= Work instructions =
**a.** Please list every place the text about Agathonisi says can be seen from the island's commanding views.
**b.** Resume the text about Agathonisi after its last sentence and continue it.

──────── Reading text

AGATHONISI & PHARMAKONISI
Agathoni­si (Ancient Tragia) has a more interesting land scape than Arki­: it is higher, deeper and better covered with vegetation. Its colours are intense—the deeply ferrous soil, white rock, and the dark greens of the carob and arbutus trees against an intense blue sea. Because it rises quite high from the water, it has commanding views towards Samos , Mount Mycale and the Meander estuary in Turkey, and towards the long island of Pharmakoni­si. It also has a population just sufficient to give it a strong and appealing sense of individuality as an island. The harbour is of a deep horse-shoe shape, sheltering the neat and attractive port of Aghios Giorgios and a couple of very protected coves with shingle beaches to the west of it—first Spilias, and, slightly further round, Gaidouravlakos. From the latter, a rough foot-path up the stream bed and then the western side of the ravine will lead to Mikro Chorio—as its name implies, the smaller of the two older settlements on the island. This tiny village of mostly abandoned stone houses occupies a hidden and relatively fertile saddle between an escarpment of volcanic rock to the north and the peak crowned by the chapel of Aghios Panteleimon to the south. The few houses still inhabited, grouped around the Platei­a 25 Martiou (which commemorates the independence insurgence of March 1821 against Turkish dominion) are well-kept, surrounded by flowers and whitewashed in a stark contrast with the ruins around. Mikro Chorio is more easily reached in a 15-minute walk up the concrete road from the harbour (800m).

────────────────
──────── Excerpted data

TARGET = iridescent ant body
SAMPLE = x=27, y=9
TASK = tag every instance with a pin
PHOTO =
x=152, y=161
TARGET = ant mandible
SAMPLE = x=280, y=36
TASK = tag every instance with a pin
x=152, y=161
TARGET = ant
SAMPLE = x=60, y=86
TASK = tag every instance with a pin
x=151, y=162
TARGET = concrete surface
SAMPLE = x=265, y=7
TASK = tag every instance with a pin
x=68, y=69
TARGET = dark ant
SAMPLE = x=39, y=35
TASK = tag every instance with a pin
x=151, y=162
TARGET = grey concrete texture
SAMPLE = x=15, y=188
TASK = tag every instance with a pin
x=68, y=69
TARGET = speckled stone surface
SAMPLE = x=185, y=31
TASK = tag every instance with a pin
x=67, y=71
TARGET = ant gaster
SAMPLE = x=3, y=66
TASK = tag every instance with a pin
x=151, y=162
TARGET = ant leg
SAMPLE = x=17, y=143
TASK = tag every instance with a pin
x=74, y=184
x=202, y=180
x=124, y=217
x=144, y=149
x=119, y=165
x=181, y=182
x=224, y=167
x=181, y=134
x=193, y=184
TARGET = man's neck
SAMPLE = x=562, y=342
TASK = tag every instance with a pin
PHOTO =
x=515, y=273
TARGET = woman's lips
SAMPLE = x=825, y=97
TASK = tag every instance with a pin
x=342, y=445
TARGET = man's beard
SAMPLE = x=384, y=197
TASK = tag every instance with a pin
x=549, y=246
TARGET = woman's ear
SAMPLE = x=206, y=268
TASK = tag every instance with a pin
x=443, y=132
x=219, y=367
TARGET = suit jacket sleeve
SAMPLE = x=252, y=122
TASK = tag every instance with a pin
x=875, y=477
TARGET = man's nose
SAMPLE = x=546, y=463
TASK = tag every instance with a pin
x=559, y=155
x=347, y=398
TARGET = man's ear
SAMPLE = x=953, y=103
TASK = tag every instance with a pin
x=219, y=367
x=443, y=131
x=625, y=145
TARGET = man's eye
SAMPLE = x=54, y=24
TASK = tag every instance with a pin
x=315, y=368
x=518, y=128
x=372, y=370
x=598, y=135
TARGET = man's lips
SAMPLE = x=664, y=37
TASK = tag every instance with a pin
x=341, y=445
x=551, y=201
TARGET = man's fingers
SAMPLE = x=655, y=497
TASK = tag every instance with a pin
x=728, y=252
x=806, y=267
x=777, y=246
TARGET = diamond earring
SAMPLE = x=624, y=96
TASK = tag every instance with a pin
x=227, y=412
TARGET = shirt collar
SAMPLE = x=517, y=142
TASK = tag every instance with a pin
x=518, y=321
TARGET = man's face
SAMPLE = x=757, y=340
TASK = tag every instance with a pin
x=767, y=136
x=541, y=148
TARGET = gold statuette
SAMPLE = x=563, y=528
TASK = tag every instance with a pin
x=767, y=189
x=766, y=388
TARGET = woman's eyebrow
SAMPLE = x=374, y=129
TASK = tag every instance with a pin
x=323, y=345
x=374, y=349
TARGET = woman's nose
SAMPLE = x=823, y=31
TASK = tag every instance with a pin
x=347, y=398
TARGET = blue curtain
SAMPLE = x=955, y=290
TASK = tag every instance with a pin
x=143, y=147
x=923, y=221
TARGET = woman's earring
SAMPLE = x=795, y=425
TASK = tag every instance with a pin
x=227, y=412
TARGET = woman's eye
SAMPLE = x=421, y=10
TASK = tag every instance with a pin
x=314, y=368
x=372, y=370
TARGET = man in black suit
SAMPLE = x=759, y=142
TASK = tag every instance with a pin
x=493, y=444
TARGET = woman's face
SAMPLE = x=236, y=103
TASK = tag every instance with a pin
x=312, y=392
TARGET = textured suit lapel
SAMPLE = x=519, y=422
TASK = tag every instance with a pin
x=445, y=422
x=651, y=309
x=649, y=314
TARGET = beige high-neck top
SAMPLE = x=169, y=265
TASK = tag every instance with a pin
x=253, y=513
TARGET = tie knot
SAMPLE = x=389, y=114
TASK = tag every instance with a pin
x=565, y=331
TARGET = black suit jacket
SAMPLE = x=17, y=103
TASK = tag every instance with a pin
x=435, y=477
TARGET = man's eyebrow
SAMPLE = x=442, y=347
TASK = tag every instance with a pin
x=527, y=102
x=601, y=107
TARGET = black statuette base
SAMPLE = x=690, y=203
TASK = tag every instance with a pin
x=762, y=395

────────────────
──────── Excerpted data

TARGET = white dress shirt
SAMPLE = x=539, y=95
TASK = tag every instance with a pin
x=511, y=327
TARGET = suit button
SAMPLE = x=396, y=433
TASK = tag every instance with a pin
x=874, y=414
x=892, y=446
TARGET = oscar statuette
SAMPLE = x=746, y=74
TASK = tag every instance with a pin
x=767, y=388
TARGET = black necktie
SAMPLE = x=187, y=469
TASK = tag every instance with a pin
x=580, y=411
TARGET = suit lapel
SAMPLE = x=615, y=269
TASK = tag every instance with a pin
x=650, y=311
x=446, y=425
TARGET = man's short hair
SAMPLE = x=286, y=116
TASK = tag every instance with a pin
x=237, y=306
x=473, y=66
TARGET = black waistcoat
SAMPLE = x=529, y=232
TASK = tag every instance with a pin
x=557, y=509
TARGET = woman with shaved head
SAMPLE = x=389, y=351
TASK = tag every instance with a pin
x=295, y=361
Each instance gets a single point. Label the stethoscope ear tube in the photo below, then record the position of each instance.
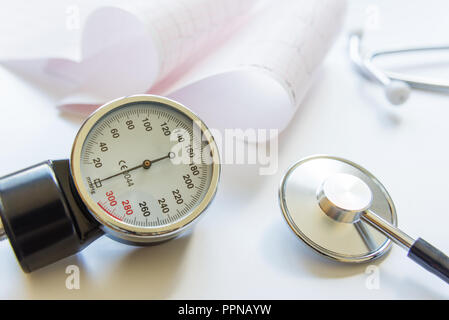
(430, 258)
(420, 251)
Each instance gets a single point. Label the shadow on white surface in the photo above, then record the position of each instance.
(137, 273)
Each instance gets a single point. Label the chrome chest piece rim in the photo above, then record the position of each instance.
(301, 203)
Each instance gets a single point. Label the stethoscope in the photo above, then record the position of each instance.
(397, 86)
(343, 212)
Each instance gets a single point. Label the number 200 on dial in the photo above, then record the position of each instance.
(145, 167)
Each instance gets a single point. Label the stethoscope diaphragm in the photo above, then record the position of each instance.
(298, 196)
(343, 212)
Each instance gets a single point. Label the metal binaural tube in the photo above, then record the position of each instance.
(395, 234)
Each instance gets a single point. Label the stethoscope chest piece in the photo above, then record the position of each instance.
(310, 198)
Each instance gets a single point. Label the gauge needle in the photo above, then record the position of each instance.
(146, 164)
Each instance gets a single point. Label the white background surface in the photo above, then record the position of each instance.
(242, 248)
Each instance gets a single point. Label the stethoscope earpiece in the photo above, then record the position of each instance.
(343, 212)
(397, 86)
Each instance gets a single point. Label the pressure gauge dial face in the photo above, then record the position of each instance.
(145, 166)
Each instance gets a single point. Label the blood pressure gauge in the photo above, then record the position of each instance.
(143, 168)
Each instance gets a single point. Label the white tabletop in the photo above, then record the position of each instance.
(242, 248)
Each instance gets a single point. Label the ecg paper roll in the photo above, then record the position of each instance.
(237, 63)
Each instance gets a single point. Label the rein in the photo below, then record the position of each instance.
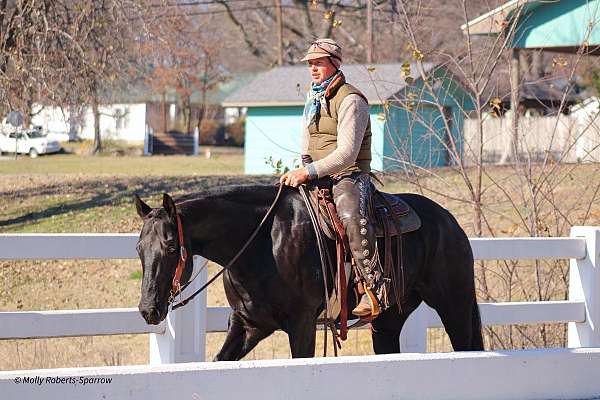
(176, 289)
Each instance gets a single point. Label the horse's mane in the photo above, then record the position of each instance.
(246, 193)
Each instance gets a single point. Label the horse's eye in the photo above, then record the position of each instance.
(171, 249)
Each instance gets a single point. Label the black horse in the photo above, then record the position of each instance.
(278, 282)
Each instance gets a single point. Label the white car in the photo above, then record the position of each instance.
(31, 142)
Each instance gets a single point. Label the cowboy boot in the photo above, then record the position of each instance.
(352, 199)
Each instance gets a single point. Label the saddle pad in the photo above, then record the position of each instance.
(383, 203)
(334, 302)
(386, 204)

────────────────

= Written responses =
**a.** Samos; Mount Mycale; the Meander estuary in Turkey; the long island of Pharmakonisi

**b.**
   The steep ascent from the harbour climbs past the church of Aghios Giorgios, divides briefly to accommodate a venerable carob tree, and gains Megalo Chorio at the summit of the ridge. Once again, as at the harbour, a noticeable pride in neatness and orderliness, well-cared for plants and spotless streets, prevails in this tiny community which is the island’s capital. Beyond the small platei­a, at the southeastern end of the village are the joined churches of SS Raphael and John the Theologian. They are new constructions; but visible to the south east on the saddle below, in a stand of eucalyptus trees, is another double church of SS Irini and John the Baptist, where an Early Christian column in the courtyard in front suggests the presence of an earlier place of worship.
   The most substantial ancient remains on Agathonisi are to be seen at the island’s eastern end, an hour’s walk from the village along the panoramic road that follows the plateau and then descends through open maquis to the abandoned village of Katholikon. There are clear views across to the Turkish coast at Miletus and Didyma, and south to the island of Pharmakonisi. All that remains at Katholikon is a well-maintained church and a fish farm, floating off-shore in the turquoise lagoon waters between the bay and the islet of Neronisi. The settlement is a point of reference for two important explorations however.

*From Katholikon itself a track leads back west to the north coast (which can also be reached from below the island’s heliport to the east of the village). A spit of land, projecting from the north coast, encloses a natural harbour and protects it from the north wind: here, at Kastraki, archaeological digs are currently revealing the presence of a sizeable Hellenistic and Roman port installation and fortified enceinte.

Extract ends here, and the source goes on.